■ **Task to complete**: Count the lines below that contain the word "outline" and reply with only that number.
### Dataset
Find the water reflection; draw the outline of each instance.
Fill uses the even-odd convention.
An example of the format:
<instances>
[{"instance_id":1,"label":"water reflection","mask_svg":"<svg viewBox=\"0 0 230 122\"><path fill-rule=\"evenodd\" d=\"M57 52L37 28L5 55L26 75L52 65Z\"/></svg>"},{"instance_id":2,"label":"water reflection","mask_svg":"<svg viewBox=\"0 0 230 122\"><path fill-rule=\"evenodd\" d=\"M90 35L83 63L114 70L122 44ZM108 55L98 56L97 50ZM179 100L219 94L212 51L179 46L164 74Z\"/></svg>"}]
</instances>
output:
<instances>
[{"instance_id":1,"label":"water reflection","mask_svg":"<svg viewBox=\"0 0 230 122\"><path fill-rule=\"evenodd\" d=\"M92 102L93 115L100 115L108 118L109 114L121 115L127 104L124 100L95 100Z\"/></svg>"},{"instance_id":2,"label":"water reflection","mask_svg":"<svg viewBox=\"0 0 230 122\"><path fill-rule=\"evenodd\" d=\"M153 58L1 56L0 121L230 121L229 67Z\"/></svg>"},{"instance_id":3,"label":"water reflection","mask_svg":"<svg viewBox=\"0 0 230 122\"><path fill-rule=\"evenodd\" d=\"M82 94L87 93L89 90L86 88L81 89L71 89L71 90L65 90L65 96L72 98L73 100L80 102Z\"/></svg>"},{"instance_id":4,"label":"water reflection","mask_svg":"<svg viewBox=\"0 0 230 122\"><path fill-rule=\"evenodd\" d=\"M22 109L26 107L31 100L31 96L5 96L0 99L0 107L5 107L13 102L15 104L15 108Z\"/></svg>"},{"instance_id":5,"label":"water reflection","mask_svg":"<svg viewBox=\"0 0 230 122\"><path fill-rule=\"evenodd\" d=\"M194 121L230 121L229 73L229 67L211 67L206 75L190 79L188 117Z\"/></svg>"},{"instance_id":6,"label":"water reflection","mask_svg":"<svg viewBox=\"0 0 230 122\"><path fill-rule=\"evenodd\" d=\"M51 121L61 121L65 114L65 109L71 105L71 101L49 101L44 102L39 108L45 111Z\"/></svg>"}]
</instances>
######
### Dataset
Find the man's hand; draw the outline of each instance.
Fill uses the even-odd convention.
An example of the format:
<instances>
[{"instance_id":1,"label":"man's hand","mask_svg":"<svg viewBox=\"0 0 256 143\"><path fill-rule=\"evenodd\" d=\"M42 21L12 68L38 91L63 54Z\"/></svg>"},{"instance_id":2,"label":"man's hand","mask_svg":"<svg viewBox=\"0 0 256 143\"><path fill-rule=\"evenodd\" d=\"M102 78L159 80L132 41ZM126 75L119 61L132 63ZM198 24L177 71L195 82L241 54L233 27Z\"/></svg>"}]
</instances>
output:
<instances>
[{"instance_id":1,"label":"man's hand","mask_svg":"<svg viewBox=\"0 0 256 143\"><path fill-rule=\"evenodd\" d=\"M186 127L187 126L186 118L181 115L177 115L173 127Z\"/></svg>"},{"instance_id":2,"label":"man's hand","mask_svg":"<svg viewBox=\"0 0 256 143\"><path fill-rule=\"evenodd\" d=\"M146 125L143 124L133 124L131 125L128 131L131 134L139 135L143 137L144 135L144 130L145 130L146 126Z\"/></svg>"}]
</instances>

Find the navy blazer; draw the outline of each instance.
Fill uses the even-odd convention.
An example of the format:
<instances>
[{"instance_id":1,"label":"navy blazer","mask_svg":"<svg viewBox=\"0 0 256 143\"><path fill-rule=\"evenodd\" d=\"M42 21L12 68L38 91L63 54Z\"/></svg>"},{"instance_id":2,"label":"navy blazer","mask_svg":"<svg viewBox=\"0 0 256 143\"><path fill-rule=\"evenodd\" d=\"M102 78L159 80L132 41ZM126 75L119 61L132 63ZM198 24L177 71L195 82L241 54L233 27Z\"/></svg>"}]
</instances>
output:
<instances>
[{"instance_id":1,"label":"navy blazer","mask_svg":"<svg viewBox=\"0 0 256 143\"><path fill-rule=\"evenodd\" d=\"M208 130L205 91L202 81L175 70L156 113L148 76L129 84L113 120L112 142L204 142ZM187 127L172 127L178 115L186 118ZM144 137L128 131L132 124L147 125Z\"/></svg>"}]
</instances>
######
### Dataset
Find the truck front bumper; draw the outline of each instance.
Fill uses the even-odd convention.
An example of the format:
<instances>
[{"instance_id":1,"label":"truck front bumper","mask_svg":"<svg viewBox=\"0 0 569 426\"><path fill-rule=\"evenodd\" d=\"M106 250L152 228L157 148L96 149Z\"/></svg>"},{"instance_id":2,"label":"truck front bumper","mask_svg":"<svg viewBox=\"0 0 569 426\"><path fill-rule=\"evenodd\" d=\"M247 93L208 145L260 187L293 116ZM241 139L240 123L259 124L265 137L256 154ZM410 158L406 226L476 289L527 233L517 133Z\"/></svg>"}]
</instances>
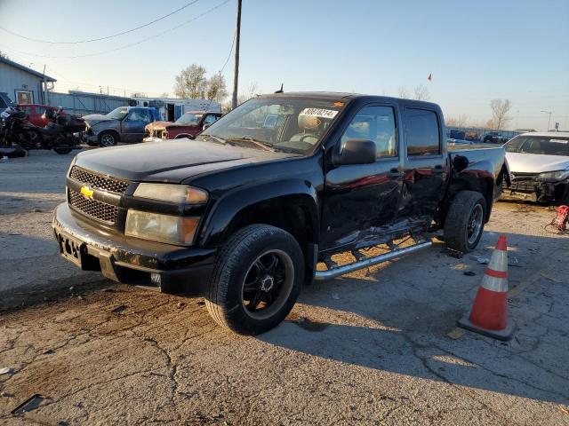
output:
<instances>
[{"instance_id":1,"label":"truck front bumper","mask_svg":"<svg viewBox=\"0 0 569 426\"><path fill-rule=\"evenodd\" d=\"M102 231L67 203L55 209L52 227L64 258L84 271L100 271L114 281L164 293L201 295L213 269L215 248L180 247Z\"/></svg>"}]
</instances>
######
■ **Completed exercise**: 4